Entries provided:
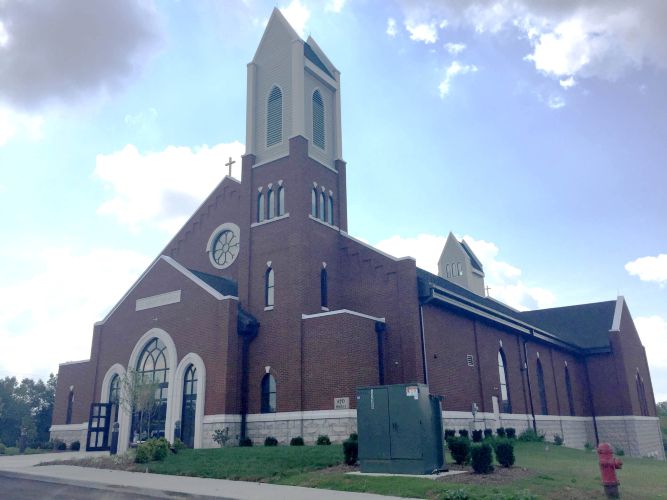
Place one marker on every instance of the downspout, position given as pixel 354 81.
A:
pixel 380 328
pixel 530 391
pixel 592 403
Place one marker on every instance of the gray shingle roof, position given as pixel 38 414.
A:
pixel 225 286
pixel 585 326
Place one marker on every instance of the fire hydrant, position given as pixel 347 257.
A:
pixel 608 466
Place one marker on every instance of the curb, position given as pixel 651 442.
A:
pixel 155 493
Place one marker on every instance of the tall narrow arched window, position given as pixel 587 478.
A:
pixel 641 392
pixel 268 394
pixel 152 372
pixel 269 288
pixel 505 403
pixel 260 207
pixel 568 389
pixel 70 404
pixel 330 211
pixel 313 202
pixel 281 201
pixel 324 292
pixel 318 120
pixel 270 202
pixel 542 390
pixel 274 117
pixel 189 406
pixel 323 203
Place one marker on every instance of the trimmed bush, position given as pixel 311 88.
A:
pixel 351 450
pixel 529 435
pixel 270 441
pixel 505 452
pixel 459 447
pixel 481 456
pixel 323 440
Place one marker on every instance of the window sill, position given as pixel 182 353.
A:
pixel 266 221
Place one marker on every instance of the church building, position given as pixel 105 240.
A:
pixel 262 315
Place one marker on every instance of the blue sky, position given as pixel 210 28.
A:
pixel 536 130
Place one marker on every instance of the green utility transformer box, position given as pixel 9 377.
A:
pixel 400 430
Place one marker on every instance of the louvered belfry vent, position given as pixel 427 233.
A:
pixel 318 120
pixel 274 118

Goal of the exercise:
Set down all the data again exactly as above, pictures excluded.

Output of the task:
Place one marker on every instance of the downspout, position given as pixel 354 81.
A:
pixel 380 328
pixel 530 391
pixel 592 403
Place one marker on every instance of the gray shingle roof, position given as pixel 38 414.
A:
pixel 225 286
pixel 585 326
Place one marker on every instance of the fire hydrant, position given as pixel 347 257.
A:
pixel 608 466
Place one marker on every instance of the curb, position given as pixel 651 442.
A:
pixel 155 493
Place one marker on every instance of the tall narrow arched window, position given as pixel 587 478.
A:
pixel 641 392
pixel 268 394
pixel 152 372
pixel 269 288
pixel 505 403
pixel 260 207
pixel 568 389
pixel 70 404
pixel 330 211
pixel 313 202
pixel 281 201
pixel 324 292
pixel 318 120
pixel 270 202
pixel 542 390
pixel 274 117
pixel 189 406
pixel 323 203
Place one marker on every instance of the trimmed bush, position given as pixel 311 88.
A:
pixel 351 450
pixel 529 435
pixel 270 441
pixel 505 452
pixel 459 447
pixel 481 456
pixel 323 440
Place one marker on every instance of the window sill, position given as pixel 182 353.
A:
pixel 266 221
Place one marker on every instance of the church building, position given as pixel 105 240.
A:
pixel 262 315
Place one marker on every instance of the blue sky, position given as pixel 210 28.
A:
pixel 536 130
Place one marker on every instance of the green utility transformer box, position given as pixel 9 377.
A:
pixel 400 430
Place one marker on every instance of the louvered belfry vent, position given as pixel 427 233.
A:
pixel 318 120
pixel 274 118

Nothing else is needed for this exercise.